*PROBLEM DETAILS*
Everything from the line containing "box: [585, 871, 663, 957]" through the last line of the data below must be copied exactly, with no other lines included.

*** Opening SUPPLIED DATA ***

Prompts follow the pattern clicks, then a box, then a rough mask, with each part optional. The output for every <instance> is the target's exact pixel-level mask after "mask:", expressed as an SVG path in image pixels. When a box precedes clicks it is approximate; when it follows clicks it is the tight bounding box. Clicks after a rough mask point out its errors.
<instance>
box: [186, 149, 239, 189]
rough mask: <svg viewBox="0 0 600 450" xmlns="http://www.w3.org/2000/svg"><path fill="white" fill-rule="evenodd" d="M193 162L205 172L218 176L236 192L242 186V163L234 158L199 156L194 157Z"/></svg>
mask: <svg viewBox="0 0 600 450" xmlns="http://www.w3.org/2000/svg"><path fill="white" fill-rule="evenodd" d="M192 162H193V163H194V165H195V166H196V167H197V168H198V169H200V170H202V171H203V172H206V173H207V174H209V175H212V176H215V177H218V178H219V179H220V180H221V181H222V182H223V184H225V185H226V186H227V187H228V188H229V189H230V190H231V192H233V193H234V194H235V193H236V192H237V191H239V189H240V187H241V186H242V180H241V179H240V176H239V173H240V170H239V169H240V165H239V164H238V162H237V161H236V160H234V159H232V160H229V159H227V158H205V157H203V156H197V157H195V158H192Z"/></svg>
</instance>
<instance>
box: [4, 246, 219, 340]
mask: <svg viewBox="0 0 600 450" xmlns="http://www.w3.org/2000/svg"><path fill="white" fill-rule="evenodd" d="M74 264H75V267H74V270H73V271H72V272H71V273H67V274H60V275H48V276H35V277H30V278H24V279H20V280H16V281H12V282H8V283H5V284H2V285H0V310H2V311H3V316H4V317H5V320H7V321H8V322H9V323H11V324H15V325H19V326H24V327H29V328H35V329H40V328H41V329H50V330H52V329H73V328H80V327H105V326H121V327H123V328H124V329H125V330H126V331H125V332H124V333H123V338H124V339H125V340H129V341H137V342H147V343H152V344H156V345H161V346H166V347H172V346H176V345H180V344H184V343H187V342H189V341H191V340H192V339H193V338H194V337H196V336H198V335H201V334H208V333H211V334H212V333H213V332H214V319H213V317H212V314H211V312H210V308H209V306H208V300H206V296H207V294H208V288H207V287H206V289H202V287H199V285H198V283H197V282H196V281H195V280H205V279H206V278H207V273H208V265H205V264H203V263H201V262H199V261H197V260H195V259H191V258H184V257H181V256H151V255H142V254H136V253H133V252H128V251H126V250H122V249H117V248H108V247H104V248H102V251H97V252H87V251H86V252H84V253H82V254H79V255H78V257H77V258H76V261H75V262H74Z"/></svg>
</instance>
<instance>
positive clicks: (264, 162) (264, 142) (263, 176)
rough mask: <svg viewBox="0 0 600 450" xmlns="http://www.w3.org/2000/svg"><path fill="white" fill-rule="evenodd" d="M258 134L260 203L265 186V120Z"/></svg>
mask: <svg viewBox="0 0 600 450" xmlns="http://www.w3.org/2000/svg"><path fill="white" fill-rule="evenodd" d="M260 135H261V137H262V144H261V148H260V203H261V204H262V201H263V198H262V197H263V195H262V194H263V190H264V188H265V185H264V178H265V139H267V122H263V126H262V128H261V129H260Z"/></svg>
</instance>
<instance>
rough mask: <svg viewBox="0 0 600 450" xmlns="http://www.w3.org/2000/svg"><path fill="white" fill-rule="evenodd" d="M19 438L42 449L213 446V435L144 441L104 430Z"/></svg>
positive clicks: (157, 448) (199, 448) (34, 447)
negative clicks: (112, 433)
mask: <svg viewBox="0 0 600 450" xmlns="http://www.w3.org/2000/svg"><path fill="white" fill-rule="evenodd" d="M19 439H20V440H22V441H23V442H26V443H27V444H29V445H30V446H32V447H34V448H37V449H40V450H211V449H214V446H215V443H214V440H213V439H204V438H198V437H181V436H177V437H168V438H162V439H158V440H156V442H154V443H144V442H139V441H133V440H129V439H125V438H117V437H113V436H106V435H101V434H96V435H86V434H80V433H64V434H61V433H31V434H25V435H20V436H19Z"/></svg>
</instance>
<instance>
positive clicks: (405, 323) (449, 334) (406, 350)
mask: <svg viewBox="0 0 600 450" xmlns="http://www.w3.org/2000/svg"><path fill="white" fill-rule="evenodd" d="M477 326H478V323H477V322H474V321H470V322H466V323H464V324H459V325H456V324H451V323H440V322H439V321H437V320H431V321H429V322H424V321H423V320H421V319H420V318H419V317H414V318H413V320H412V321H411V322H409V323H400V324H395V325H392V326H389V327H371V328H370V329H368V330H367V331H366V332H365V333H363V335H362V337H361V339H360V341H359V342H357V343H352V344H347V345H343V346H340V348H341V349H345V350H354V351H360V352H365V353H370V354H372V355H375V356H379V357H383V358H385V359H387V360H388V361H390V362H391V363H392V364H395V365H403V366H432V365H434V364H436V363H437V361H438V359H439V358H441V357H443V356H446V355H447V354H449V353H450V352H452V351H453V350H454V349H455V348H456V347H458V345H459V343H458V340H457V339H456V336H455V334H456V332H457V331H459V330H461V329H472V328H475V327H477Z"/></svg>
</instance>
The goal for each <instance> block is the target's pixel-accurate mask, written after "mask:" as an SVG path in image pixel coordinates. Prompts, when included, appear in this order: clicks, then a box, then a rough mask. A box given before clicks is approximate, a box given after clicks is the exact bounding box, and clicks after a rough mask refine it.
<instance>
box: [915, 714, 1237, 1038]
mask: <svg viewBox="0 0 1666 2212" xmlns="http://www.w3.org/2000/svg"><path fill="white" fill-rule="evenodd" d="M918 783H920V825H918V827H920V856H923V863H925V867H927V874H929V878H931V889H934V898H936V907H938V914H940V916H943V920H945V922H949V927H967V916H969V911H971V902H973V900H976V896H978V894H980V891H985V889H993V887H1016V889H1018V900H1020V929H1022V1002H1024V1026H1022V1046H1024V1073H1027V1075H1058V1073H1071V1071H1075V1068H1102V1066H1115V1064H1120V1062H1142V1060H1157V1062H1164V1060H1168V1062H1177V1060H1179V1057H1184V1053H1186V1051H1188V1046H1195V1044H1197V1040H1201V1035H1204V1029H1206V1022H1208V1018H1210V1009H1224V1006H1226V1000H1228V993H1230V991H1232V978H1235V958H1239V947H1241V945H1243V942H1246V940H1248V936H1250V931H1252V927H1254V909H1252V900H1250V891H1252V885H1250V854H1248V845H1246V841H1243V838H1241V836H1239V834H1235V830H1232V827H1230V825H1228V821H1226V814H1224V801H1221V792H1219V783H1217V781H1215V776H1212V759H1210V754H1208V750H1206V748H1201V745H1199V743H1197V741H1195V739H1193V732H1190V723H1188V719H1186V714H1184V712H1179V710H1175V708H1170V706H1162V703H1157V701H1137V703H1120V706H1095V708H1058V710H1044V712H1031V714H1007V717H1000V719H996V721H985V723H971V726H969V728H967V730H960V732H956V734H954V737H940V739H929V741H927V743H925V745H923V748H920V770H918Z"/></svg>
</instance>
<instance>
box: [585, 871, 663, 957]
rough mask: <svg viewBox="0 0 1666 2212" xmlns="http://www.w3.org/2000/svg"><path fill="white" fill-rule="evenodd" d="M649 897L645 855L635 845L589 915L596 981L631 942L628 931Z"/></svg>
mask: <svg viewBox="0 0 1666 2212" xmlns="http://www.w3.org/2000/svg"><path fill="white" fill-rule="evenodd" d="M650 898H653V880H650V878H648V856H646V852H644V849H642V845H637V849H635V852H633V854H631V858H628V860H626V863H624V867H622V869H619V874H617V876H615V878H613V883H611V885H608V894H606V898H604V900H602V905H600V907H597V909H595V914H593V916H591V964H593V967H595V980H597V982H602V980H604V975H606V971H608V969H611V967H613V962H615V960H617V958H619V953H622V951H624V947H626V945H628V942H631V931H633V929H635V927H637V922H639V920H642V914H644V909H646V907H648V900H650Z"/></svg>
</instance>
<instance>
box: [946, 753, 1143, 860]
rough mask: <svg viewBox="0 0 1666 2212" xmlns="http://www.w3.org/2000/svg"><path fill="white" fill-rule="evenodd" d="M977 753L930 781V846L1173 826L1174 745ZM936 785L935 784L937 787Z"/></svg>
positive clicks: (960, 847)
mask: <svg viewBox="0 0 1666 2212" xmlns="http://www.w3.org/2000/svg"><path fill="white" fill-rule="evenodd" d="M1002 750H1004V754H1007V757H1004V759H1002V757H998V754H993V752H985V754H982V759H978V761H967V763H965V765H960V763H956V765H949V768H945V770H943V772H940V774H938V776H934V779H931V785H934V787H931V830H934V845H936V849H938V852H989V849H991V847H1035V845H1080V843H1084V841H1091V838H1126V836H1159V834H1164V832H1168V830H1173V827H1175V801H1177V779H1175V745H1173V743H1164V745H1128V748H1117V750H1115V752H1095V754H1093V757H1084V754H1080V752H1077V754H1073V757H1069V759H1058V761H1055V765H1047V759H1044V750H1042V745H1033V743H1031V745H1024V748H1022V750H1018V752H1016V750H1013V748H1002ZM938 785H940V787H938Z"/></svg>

*** Closing SUPPLIED DATA ***

*RESULT OF THE EXERCISE*
box: [585, 871, 663, 957]
rough mask: <svg viewBox="0 0 1666 2212" xmlns="http://www.w3.org/2000/svg"><path fill="white" fill-rule="evenodd" d="M649 897L645 855L635 845L589 915L596 981L631 942L628 931Z"/></svg>
mask: <svg viewBox="0 0 1666 2212" xmlns="http://www.w3.org/2000/svg"><path fill="white" fill-rule="evenodd" d="M650 898H653V880H650V878H648V856H646V852H644V849H642V845H637V849H635V852H633V854H631V858H628V860H626V863H624V867H622V869H619V874H617V876H615V878H613V883H611V885H608V894H606V898H604V900H602V905H600V907H597V909H595V914H593V916H591V964H593V967H595V980H597V982H602V980H604V975H606V971H608V969H611V967H613V962H615V960H617V958H619V953H622V951H624V947H626V945H628V942H631V931H633V929H635V927H637V922H639V920H642V914H644V909H646V907H648V900H650Z"/></svg>
</instance>
<instance>
box: [946, 753, 1143, 860]
rough mask: <svg viewBox="0 0 1666 2212" xmlns="http://www.w3.org/2000/svg"><path fill="white" fill-rule="evenodd" d="M977 753L930 781V846L1173 826L1174 745ZM936 785L935 784L937 787Z"/></svg>
positive clicks: (960, 847)
mask: <svg viewBox="0 0 1666 2212" xmlns="http://www.w3.org/2000/svg"><path fill="white" fill-rule="evenodd" d="M1002 750H1004V754H1007V757H1004V759H1002V757H998V754H993V752H985V754H982V759H978V761H967V763H965V765H960V763H956V765H949V768H945V770H943V772H940V774H938V776H934V779H931V785H934V787H931V830H934V845H936V849H938V852H989V849H991V847H1035V845H1080V843H1084V841H1091V838H1126V836H1159V834H1164V832H1168V830H1173V827H1175V801H1177V779H1175V745H1173V743H1164V745H1128V748H1117V750H1115V752H1095V754H1093V757H1084V754H1080V752H1077V754H1073V757H1069V759H1058V761H1055V765H1047V759H1044V750H1042V745H1033V743H1031V745H1024V748H1022V750H1018V752H1016V750H1013V748H1002ZM938 785H940V787H938Z"/></svg>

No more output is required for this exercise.